— REQUIRED ACTIONS —
a. In the post about the writer's family illnesses, why does the writer plan to find out now about being a donor match for the mother? Answer in one to three sentences.
b. Sum up the post about the writer's family illnesses in two sentences.
c. Please copy everything in the post about the writer's family illnesses from "This aunt was" down to "depressed and anxious.".
Start of PASSAGE
I found out yesterday that my aunt has gone into hospice and that my mom has stage 3 kidney disease. My mom might be okay, but since my insurance will end soon, I am going to see if I am a match in case she needs a donor. My relationship with her isn’t close - I’m not entirely sure how I feel about her - she’s not the nicest, warmest or most supportive person, and at times has been pretty horrible to me. But, it’s just me and her. I have no siblings and my dad died very suddenly at age 53. I was raised on the west coast, so am not close to extended family who mostly live in the south or on the east coast. My closest cousins on my dad’s side (who happen to live near my mom) think gay people are disgusting (which I learned recently - since I last saw them), so not sure how that relationship will fare moving forward. They say they still accept me - but I know that can’t be wholly true. I’m moving to NYC this summer - and will leave near extended family for the first time in my life - and near family period since I was in HS. That may help. All of this is to say - I’m facing my mom’s mortality and it is complicated and rough, and I’m not sure how or what to feel.

My aunt going into hospice is really rough. She is 65. She has alzheimers - and has since at least her early 50s — since my cousin was in high school (I can’t even imagine what that was like for her). My poor cousin is facing her mom’s mortality in her 20s. My poor cousin is also grappling with the fear that she may too develop alzheimers at a very early age. She has an older brother - but he has really distanced himself. He gets blamed a lot - but my aunt, like my mom (they are step sisters) wasn’t the nicest (at least to me - she was sometimes cruel). So, his relationship may be complicated as well. I feel badly that his sister has had to take on a huge burden of caregiving - but I don’t blame him for needing distance.

This aunt was one of my closest relatives when I was a kid. She lived with us for a summer when I was 3 and took care of me. She was brilliant - she lived an amazing life and I wish she had written down everything she did because it was incredible. She was in the peace corps in Africa, and stayed on afterwards for some time. She got a PhD in nutrition and then went to do research in Papua New Guinea. She married an amazing man who does global health work. She and her husband lived in Australia for a while with their kids - and then moved back to the US. She worked for the CDC until her cognitive decline precluded working any longer. Sadly, it sounds like her boss was a bully who tormented her about the signs of her cognitive decline - which likely sped things up a bit because my aunt became depressed and anxious.

I think I’ve mentioned this before - but her nursing home was like the who’s who of DC elite. It was tragic to see these luminaries of politics and policy so decompensated and just shuttled out of public life with no one knowing what they have done for us, and who they were. One ambassador apparently decompensated so quickly that he left his job and in less than a year, had severe Alzheimers and just died at christmas.

I’m babbling now - I appreciate anyone who has read this far for doing so. I have a lot of feelings this morning and needed to get some things out.
End of PASSAGE
Start of EXTRACTED INFORMATION
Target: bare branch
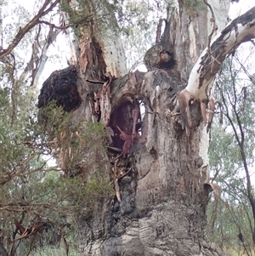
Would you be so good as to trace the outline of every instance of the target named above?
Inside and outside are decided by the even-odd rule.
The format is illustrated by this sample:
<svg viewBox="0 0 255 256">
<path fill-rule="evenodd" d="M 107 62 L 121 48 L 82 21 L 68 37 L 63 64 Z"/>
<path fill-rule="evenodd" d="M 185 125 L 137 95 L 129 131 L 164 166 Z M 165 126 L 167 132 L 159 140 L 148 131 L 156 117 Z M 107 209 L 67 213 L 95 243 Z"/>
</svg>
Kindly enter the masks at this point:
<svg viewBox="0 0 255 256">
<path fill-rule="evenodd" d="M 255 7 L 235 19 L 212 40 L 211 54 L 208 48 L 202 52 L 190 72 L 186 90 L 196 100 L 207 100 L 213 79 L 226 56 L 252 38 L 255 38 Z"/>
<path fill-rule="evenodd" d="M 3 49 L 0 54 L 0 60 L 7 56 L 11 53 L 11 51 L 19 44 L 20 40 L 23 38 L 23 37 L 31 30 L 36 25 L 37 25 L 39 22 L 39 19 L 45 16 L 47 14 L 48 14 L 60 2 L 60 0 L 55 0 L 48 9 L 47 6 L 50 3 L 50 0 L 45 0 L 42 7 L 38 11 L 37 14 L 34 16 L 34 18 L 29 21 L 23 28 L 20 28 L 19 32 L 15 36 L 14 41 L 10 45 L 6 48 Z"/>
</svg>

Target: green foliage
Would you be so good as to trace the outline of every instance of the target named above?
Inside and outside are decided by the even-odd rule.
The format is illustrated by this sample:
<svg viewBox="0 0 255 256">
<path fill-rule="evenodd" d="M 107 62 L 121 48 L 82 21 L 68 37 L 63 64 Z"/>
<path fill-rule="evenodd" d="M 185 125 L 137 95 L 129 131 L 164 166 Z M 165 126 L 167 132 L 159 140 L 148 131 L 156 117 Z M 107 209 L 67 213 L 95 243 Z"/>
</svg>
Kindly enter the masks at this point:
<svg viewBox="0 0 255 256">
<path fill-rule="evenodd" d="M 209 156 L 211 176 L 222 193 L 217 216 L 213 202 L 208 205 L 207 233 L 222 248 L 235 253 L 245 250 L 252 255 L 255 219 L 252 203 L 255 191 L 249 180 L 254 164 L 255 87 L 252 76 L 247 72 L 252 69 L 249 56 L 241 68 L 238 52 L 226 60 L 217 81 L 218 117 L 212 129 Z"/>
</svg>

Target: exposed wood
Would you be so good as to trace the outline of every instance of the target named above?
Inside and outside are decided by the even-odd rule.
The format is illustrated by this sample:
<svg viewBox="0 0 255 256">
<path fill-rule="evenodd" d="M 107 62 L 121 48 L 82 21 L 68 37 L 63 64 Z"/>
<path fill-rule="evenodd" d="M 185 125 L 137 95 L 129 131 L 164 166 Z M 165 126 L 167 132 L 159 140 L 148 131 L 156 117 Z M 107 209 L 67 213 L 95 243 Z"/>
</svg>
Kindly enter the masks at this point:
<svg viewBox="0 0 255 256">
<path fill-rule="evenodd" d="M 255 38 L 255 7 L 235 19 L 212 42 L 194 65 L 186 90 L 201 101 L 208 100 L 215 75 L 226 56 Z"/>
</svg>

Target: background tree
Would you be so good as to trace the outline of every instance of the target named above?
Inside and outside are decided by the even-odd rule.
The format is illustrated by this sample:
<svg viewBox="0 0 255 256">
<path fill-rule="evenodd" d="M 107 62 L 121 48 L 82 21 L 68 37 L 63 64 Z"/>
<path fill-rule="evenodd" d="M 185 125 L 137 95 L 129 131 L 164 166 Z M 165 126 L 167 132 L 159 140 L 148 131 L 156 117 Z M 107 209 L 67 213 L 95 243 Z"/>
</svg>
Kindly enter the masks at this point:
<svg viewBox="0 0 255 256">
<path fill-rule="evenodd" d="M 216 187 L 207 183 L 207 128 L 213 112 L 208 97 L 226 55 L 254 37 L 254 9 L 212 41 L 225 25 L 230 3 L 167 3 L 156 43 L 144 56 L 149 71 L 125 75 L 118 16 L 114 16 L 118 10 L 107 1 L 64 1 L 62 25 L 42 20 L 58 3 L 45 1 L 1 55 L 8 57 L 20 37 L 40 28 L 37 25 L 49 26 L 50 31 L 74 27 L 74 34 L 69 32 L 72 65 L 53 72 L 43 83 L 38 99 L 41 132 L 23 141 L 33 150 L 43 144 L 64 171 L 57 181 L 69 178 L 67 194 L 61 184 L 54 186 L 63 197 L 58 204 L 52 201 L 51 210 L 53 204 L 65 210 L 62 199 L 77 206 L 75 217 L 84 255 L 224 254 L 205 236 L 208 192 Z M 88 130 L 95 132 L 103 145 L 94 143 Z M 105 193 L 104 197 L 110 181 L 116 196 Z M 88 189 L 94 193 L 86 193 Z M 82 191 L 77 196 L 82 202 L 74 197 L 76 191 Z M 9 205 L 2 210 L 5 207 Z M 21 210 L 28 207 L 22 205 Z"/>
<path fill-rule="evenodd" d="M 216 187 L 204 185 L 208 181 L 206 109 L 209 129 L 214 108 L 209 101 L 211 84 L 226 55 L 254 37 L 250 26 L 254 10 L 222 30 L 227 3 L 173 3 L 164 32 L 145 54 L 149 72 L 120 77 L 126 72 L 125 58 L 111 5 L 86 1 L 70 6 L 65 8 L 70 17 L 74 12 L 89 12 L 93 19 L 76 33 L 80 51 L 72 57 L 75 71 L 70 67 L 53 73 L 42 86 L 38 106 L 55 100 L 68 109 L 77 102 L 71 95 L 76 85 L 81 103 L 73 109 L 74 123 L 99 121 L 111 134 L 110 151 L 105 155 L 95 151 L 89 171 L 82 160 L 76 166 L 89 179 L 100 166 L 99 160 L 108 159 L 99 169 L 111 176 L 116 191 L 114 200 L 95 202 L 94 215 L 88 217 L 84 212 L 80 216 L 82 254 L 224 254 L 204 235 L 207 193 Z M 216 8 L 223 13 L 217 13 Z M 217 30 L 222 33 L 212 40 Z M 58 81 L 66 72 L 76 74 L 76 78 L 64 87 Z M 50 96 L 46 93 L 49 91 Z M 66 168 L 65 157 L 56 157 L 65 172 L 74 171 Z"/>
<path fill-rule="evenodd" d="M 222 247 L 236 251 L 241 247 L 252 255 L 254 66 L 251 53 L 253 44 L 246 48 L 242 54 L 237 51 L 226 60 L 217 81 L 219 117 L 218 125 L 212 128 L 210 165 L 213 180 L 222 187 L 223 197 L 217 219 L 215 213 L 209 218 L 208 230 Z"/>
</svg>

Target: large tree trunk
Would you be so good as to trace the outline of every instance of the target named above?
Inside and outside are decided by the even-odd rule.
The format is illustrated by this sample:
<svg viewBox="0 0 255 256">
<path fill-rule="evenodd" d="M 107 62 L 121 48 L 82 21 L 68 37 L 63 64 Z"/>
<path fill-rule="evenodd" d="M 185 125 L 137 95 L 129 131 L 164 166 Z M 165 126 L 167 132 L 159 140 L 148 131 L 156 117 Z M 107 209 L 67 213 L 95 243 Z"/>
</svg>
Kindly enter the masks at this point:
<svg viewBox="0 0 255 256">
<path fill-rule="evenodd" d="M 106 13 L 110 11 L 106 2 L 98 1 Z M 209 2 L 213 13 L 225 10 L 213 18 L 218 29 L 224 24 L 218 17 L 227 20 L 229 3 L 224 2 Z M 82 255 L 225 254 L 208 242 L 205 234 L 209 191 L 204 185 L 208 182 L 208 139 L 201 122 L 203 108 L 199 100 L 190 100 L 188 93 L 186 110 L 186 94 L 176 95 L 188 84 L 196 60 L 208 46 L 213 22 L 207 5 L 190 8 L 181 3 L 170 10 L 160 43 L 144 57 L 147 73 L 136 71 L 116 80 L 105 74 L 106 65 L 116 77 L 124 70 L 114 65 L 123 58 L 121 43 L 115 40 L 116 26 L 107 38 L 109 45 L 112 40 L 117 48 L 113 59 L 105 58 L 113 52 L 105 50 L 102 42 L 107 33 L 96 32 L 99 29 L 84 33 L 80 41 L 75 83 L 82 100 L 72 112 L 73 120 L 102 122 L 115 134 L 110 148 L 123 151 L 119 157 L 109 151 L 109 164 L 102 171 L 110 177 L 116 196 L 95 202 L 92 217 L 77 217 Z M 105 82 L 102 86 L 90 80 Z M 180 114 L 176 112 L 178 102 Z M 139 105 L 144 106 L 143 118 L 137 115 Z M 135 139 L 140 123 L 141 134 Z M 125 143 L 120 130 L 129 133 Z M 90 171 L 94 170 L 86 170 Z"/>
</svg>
End of EXTRACTED INFORMATION
— SOLUTION SET —
a. The writer's mother has stage 3 kidney disease and might need a donor. The writer's insurance will end soon, so the writer wants to check for a match first.

b. The writer has learned that an aunt has gone into hospice and that the writer's mother has stage 3 kidney disease. Facing the mother's mortality feels complicated because their relationship isn't close, and the aunt, who has had Alzheimer's since her early 50s, was once one of the writer's closest relatives and lived a remarkable life that included the Peace Corps, a PhD in nutrition and work at the CDC.

c.
This aunt was one of my closest relatives when I was a kid. She lived with us for a summer when I was 3 and took care of me. She was brilliant - she lived an amazing life and I wish she had written down everything she did because it was incredible. She was in the peace corps in Africa, and stayed on afterwards for some time. She got a PhD in nutrition and then went to do research in Papua New Guinea. She married an amazing man who does global health work. She and her husband lived in Australia for a while with their kids - and then moved back to the US. She worked for the CDC until her cognitive decline precluded working any longer. Sadly, it sounds like her boss was a bully who tormented her about the signs of her cognitive decline - which likely sped things up a bit because my aunt became depressed and anxious.